[Items from a data source]
Start

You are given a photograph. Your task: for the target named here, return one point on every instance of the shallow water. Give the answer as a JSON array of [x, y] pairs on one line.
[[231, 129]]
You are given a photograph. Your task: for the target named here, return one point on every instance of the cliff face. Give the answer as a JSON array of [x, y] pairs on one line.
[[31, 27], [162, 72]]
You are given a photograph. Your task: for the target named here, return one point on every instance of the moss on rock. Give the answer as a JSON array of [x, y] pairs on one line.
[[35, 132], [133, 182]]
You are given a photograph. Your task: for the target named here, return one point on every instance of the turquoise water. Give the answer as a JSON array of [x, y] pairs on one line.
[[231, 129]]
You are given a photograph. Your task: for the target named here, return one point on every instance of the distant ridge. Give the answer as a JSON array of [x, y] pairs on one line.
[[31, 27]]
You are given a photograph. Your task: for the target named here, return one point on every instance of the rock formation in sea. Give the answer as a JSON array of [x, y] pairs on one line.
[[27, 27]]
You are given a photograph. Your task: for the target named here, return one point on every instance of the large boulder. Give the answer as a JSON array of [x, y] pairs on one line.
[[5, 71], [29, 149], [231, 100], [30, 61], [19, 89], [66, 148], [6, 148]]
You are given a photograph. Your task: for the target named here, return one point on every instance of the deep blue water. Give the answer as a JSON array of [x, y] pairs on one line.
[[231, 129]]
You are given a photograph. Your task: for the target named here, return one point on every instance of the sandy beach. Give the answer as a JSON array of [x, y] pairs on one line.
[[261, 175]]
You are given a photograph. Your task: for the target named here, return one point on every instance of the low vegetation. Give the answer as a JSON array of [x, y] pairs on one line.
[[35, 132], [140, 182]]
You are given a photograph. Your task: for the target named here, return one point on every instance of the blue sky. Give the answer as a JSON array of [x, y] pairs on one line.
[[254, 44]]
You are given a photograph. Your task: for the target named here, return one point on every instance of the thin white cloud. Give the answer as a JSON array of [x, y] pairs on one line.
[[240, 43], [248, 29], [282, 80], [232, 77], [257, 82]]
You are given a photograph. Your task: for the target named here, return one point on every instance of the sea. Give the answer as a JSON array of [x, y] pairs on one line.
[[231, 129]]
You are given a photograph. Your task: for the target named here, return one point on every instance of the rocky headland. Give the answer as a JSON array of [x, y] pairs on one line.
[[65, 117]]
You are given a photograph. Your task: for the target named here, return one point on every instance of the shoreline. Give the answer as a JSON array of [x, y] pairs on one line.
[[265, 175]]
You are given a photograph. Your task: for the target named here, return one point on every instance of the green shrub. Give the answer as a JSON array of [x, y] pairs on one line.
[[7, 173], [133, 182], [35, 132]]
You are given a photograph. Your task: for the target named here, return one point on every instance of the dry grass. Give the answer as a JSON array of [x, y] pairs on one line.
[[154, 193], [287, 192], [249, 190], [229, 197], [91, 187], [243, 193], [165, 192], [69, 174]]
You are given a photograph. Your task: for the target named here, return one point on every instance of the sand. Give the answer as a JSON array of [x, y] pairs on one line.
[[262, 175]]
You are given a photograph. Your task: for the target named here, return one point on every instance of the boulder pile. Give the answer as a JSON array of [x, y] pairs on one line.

End

Copy the records from the line containing "of the thin" through the end of the records, changing "one line" to "a single line" and leaving everything else the same.

Full response.
You are given a photograph. Your task: for the target named here, return one point on every instance of the thin white cloud. Give the answer as a JSON array of [x, y] pairs on a single line.
[[240, 43], [248, 29], [282, 80], [232, 77], [257, 82]]
You are given a photograph. Your task: for the target named here, return one point on every instance of the sea. Give the answer as a JSON array of [x, y] pairs on a single line.
[[231, 129]]
You are given a photograph. Your task: for the target named here, return one point on every instance of the rocky headland. Give the answer as a JSON array of [x, y] pairs on a single line.
[[65, 117]]
You are given a photograph. Your task: for the target named here, return one point on every instance of the shoreline. Give the answer as a JSON array of [x, y] pairs on a single line.
[[265, 175]]
You are given a photograph. Your task: for the target named here, return one point on every instance of the green shrub. Give the answer as a JSON array of [x, y] pairs on a single line.
[[7, 173], [133, 182], [35, 132]]
You are given a photograph. Your task: for the target named here, return one point on every instance of the dry grass. Give the answer as a JSON array of [x, y] pairs on a single line.
[[154, 193], [287, 192], [249, 190], [229, 197], [91, 187], [243, 193], [165, 192], [69, 174]]
You are given a photograph. Your task: for the target named here, return one point on every instance of the sand. Give the answer as a JSON array of [x, y] pairs on a single line.
[[262, 175]]
You are given a photograph. Your task: for the target named here, return one point on every instance of the boulder pile. Give the answer as a JSON array of [x, y] pairs on a single line.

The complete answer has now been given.